▶ _CHALLENGE_:
Reproduce the portion of the pay lakes thread from "## spfldbassguy (Mar" up to and including "willing to try.", word for word.

======== ARTICLE ========

# Pay lakes



## mason08 (Oct 16, 2010)

Just wanted to see what everyones thoughts were on paylakes.


----------



## spfldbassguy (Mar 23, 2009)

Really don't care too much at all for any of them.


----------



## H.I.McDunnough (Sep 24, 2010)

I've never actually fished at a pay lake but I was considering it just so my girlfriend's little boy could actually have a better chance at catching something big. Neither one of us are experienced anglers. But there's a few things that immediately turned me off after the initial research:

1) It seems most of them want to charge you a lot of money for a lot of time. We generally don't have enough time to fish 12-48 hours at a crack. If they wanted to charge me around $5 for 2-3 hours I might be more willing to try.

2) There's no reduced prices for when their stocks get low. It seems the few that I've checked out still charge the same rates no matter how long it's been since they last stocked. Doesn't seem right to still be paying $15 or $20 to fish their lakes when most of the fish have already been pulled out.

3) They should charge less for people that only want to catch and release.

======== DATA RECORDS ========

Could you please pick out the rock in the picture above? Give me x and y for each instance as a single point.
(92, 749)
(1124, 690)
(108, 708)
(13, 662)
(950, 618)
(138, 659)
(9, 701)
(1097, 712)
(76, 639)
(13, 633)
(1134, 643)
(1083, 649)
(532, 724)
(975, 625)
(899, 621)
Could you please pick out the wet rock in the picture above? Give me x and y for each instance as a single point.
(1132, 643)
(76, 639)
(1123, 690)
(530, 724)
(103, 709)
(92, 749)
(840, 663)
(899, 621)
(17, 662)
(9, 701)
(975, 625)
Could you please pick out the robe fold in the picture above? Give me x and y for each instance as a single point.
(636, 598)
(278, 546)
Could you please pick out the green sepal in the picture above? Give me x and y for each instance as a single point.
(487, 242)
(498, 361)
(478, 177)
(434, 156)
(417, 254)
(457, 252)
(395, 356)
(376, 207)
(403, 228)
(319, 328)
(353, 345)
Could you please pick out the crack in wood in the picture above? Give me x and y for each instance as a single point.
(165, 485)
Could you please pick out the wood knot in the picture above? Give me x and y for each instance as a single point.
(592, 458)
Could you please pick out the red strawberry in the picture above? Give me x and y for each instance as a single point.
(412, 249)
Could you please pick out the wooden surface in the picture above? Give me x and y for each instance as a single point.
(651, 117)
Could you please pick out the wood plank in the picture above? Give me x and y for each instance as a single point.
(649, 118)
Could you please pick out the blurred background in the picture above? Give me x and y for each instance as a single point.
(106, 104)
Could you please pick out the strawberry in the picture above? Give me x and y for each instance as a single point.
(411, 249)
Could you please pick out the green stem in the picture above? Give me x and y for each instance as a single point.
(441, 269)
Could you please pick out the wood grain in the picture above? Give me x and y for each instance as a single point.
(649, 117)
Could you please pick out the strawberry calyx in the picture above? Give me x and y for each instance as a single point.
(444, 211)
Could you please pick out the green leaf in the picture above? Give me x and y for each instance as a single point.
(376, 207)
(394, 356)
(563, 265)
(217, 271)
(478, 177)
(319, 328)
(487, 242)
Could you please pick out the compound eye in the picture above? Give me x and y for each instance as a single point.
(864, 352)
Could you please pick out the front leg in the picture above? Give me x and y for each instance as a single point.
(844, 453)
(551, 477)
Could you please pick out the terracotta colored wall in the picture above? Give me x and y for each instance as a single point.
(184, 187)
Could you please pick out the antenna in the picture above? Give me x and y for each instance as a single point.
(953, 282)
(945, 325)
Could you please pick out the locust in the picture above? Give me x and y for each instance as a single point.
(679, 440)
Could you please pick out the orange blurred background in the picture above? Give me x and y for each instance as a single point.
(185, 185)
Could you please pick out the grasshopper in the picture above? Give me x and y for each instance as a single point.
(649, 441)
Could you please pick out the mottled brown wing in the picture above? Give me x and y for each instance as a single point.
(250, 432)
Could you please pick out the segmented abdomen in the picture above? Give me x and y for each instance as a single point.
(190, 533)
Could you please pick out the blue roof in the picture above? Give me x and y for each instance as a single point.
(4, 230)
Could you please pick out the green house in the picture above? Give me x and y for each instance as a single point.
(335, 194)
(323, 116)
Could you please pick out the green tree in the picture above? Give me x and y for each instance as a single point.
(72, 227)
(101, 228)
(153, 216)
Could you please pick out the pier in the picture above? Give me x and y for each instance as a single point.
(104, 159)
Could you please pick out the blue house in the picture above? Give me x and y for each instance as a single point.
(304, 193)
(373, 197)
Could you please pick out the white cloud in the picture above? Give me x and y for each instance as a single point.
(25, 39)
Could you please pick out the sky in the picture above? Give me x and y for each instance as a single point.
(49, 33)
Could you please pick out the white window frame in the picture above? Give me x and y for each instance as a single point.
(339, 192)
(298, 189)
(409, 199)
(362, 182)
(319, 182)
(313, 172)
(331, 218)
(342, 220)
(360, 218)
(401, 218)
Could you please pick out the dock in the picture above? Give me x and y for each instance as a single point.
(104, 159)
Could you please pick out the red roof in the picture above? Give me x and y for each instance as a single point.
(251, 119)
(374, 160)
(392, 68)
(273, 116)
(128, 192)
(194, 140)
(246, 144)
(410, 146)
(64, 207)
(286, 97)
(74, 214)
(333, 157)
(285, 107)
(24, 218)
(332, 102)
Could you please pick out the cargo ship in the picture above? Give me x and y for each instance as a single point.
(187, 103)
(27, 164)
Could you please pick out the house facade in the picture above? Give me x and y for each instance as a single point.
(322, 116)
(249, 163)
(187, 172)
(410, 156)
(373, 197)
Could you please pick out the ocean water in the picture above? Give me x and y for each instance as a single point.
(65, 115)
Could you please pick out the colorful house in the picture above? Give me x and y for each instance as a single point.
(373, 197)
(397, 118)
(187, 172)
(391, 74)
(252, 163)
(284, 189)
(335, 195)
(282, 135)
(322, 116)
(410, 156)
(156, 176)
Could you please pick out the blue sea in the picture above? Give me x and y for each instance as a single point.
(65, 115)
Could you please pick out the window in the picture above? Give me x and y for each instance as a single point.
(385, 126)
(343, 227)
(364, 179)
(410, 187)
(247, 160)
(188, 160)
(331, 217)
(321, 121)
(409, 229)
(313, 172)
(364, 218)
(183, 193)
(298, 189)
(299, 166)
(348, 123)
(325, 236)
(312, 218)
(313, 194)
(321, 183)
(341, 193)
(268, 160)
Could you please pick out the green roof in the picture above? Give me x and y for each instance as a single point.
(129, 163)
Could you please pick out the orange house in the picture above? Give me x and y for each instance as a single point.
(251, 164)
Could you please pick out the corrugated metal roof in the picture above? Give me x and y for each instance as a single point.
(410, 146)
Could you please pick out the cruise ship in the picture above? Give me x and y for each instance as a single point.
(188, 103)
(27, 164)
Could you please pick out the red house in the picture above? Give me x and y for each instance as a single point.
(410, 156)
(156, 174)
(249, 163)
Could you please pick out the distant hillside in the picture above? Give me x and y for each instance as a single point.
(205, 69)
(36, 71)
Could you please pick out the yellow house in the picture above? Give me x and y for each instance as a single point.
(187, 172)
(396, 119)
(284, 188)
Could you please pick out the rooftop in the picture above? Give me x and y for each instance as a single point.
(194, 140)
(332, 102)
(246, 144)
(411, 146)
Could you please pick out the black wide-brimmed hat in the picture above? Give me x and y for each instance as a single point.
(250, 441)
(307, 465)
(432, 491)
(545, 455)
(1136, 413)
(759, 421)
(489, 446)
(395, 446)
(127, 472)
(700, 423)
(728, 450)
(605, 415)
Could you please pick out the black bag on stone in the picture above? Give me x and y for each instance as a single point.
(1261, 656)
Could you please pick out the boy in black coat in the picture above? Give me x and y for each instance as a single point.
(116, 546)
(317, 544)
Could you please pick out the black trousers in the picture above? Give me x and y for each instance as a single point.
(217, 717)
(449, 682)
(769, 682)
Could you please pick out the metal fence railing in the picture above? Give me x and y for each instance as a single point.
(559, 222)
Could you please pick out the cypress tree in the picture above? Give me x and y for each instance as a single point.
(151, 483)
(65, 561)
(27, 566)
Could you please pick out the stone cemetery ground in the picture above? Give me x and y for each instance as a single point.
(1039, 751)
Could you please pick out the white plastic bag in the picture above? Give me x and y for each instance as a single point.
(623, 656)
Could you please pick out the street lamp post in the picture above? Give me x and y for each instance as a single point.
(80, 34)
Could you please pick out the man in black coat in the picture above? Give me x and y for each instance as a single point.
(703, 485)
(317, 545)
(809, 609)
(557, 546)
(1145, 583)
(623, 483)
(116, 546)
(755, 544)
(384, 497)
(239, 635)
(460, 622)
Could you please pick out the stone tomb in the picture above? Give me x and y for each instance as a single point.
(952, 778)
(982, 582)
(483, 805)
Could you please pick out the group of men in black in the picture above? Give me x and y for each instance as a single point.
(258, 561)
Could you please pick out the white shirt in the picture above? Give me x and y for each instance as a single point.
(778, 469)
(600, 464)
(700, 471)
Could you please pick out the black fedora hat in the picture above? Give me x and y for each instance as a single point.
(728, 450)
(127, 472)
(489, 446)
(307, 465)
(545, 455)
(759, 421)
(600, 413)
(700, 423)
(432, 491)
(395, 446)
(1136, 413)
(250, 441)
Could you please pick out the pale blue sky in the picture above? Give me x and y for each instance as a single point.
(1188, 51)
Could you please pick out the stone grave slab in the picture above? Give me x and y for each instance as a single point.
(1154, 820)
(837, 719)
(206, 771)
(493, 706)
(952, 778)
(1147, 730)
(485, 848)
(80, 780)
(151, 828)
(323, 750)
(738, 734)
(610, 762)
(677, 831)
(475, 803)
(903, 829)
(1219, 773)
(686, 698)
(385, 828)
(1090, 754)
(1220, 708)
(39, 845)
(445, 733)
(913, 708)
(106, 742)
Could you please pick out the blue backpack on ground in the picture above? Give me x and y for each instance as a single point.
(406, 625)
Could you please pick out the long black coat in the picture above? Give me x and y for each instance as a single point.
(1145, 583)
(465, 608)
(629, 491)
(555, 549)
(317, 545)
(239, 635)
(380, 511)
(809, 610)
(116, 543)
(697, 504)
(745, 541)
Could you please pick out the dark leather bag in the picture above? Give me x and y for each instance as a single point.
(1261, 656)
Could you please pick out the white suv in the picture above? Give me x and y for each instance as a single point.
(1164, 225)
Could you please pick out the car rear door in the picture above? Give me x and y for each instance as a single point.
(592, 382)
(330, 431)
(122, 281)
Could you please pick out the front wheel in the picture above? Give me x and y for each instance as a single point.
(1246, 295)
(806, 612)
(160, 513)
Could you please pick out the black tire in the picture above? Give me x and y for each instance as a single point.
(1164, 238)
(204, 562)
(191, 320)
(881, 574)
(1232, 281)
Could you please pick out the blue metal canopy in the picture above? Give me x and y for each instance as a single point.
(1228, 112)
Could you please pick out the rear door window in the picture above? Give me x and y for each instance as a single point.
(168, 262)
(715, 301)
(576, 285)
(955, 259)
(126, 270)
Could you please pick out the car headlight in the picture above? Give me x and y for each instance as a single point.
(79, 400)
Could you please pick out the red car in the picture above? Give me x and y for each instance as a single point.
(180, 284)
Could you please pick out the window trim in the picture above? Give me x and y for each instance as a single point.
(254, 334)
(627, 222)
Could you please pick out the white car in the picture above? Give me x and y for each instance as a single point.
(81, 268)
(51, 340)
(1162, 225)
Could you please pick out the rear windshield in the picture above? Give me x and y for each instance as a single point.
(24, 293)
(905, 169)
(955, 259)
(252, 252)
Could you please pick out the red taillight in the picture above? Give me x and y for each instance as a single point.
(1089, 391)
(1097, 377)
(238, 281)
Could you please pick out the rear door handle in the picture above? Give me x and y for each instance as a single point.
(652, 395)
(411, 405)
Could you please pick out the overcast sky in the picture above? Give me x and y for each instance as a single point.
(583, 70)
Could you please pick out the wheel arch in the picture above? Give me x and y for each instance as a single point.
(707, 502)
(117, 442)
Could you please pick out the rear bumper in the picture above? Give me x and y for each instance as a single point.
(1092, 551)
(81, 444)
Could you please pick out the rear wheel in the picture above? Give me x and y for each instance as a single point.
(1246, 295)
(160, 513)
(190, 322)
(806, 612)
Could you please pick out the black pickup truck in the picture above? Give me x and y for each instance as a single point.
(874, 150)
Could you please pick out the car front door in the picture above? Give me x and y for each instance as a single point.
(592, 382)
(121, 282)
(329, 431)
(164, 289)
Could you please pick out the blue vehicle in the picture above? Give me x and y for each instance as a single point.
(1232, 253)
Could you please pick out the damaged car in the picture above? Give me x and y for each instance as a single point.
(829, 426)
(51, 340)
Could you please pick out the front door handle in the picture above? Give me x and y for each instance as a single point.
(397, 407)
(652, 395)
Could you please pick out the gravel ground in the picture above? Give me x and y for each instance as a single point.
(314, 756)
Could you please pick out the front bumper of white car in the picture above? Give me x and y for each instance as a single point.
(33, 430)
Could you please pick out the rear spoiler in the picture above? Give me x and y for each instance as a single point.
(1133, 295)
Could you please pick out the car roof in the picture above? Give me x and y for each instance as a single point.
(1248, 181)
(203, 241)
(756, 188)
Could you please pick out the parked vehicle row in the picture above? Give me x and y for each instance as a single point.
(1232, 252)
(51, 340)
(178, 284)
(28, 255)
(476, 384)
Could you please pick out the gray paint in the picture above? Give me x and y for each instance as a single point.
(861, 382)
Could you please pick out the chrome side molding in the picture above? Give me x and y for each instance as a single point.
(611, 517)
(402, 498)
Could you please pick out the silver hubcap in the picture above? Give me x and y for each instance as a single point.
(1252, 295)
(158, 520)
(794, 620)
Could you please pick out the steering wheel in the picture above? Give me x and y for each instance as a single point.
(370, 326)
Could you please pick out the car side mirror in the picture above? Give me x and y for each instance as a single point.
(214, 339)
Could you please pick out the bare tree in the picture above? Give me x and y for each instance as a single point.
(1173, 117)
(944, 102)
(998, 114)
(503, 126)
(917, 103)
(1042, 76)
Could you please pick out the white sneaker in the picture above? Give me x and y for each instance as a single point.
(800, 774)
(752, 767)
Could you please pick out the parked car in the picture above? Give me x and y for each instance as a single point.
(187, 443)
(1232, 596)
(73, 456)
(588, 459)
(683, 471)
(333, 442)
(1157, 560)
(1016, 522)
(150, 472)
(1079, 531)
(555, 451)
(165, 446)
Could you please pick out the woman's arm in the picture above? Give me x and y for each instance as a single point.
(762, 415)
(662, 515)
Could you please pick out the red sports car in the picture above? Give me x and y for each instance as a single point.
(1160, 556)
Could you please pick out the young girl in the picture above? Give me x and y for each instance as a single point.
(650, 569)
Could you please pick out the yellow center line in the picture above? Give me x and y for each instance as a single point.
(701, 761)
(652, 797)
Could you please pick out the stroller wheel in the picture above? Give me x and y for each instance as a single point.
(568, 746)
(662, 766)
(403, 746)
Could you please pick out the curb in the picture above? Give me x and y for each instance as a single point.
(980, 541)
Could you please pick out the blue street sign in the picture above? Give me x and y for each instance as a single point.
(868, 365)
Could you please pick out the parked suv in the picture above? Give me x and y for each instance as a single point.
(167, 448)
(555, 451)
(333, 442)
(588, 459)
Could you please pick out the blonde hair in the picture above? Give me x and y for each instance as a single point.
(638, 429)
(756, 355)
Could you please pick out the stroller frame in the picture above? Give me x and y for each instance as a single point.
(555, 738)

========

▶ _CORRECT OUTPUT_:
## spfldbassguy (Mar 23, 2009)

Really don't care too much at all for any of them.


----------



## H.I.McDunnough (Sep 24, 2010)

I've never actually fished at a pay lake but I was considering it just so my girlfriend's little boy could actually have a better chance at catching something big. Neither one of us are experienced anglers. But there's a few things that immediately turned me off after the initial research:

1) It seems most of them want to charge you a lot of money for a lot of time. We generally don't have enough time to fish 12-48 hours at a crack. If they wanted to charge me around $5 for 2-3 hours I might be more willing to try.